Your objective - Change "conversation" to "discussion" and write out the song notes again from "The Colours Of" up to and including "in south London.".

BEGIN Text to read

What a difference Simon's sweeping, sonorous piano intro makes, to this, one
of the first songs Pete co-wrote with Clive James. The calligraphy, in Japanese kanji (assimilated Chinese characters) spells
out 'Aikido', a Japanese martial art.
#4: The Last Hill That Shows You All The Valley
Another from 1973, with a lyric revisiting
Clive's perennial theme of humanity's folly
through wars down the ages, this version maintains the urgent drive of the original.
A cracking percussion track here, and an
interesting set of changes in the coda.
#5: Driving Through Mythical America
Another percussive treatment, this really
bursts into life where the intro meets the
first line, driven by rock-band bass. Clive's
song about the Kent State shootings puts
the event squarely in his named construct,
society sleepwalk-enacting popular culture.
#6: Razor Boy
A break from self-penned material. Steely Dan fans will recognise this song by Becker and Fagen, from the Dan's second album. Straightforward arrangement here, single-track vocal, though with some nifty piano fills. The video has a real 'live' presence.
#7: The Road Of Silk
Named for the ancient trade route from
China to Europe, a lyric full of half-recalled
childhood imagery as we contemplate the
subject's last days. Especially poignant in
memory of its author, whose magnificent
circus finally left town in 2019.
#8: The Party's Moving On
Pete Atkin and Simon Wallace tackle this
very early James/Atkin song, demo'd by
Julie Covington on February 4th, 1969. It needed just three almost imperceptible pronoun changes for Pete to make it his
own. Marvellous keyboard work!
#9: The Go-Away Man
You'll not have heard this: an unrecorded
(not even demo'd) James/Atkin song from
the late 1960s — a classic Jamesian lyrical
theme from the man who's been around.
Pete and Simon work their magic-at-a-
distance to bring it to us, 50-plus years on.
#10: History And Geography
As lockdown returns to England, Pete Atkin
and Simon Wallace apply their considerable
complementary skills to this new recording
of one of the greatest James/Atkin songs,
complete with an unmistakeable line from
Shakespeare.
The Colours Of The Night
Coincident with the release of his 2015 CD,
Pete visited Clive in the book-lined study/
kitchen of his Cambridge home. Here we
see them in conversation, intercut with clips
from some of the songs, shot in Simon
Wallace's studio in south London.
Payday Evening
Since 2016 Pete has performed regularly
with Simon at The Pheasantry, basement
jazz venue of Pizza Express in London's
Kings Road. Here he sings the song that
gave Midnight Voices its name. Audience
video by Seán Kelly, 31st January 2018.

END Text to read
BEGIN Supplied information

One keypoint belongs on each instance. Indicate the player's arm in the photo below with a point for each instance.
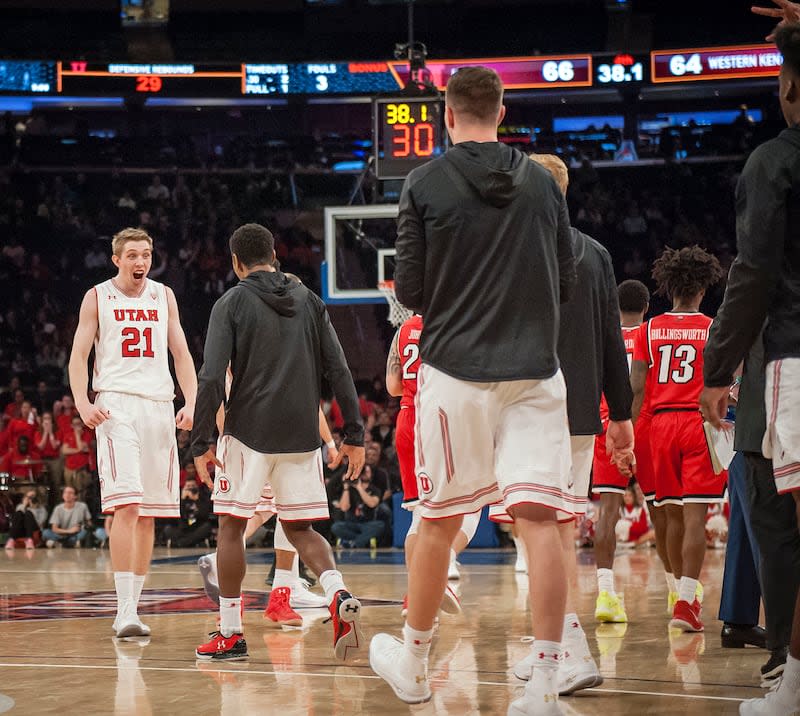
(394, 372)
(409, 273)
(184, 365)
(79, 359)
(567, 273)
(638, 379)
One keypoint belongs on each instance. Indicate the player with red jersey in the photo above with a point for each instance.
(671, 357)
(607, 480)
(133, 323)
(401, 381)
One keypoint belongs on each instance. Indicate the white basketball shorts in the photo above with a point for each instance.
(483, 443)
(296, 481)
(782, 440)
(137, 456)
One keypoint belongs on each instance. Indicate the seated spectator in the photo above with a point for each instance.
(69, 521)
(27, 521)
(22, 462)
(194, 527)
(359, 525)
(76, 446)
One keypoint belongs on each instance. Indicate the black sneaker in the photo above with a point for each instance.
(773, 669)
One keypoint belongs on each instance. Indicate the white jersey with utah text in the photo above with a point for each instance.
(131, 342)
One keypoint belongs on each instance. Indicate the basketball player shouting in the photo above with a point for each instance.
(671, 358)
(277, 338)
(402, 367)
(484, 254)
(764, 283)
(132, 322)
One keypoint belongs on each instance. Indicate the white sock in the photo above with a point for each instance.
(548, 654)
(123, 583)
(283, 578)
(687, 589)
(331, 581)
(417, 643)
(230, 616)
(138, 585)
(605, 581)
(790, 685)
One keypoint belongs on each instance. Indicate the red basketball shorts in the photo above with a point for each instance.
(404, 443)
(683, 470)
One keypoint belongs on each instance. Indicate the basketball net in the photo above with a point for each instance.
(398, 313)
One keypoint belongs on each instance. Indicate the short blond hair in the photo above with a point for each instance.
(556, 167)
(125, 236)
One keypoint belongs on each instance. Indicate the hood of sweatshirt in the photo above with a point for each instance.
(275, 289)
(493, 170)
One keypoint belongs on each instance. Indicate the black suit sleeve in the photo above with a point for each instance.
(616, 373)
(211, 379)
(567, 273)
(410, 268)
(761, 216)
(335, 369)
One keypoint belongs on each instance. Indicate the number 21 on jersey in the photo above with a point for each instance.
(132, 342)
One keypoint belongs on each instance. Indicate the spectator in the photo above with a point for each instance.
(69, 521)
(194, 527)
(76, 445)
(27, 521)
(359, 526)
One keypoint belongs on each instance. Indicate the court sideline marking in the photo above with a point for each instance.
(698, 697)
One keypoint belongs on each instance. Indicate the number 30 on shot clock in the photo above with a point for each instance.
(408, 133)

END Supplied information

In response -
The Colours Of The Night
Coincident with the release of his 2015 CD,
Pete visited Clive in the book-lined study/
kitchen of his Cambridge home. Here we
see them in discussion, intercut with clips
from some of the songs, shot in Simon
Wallace's studio in south London.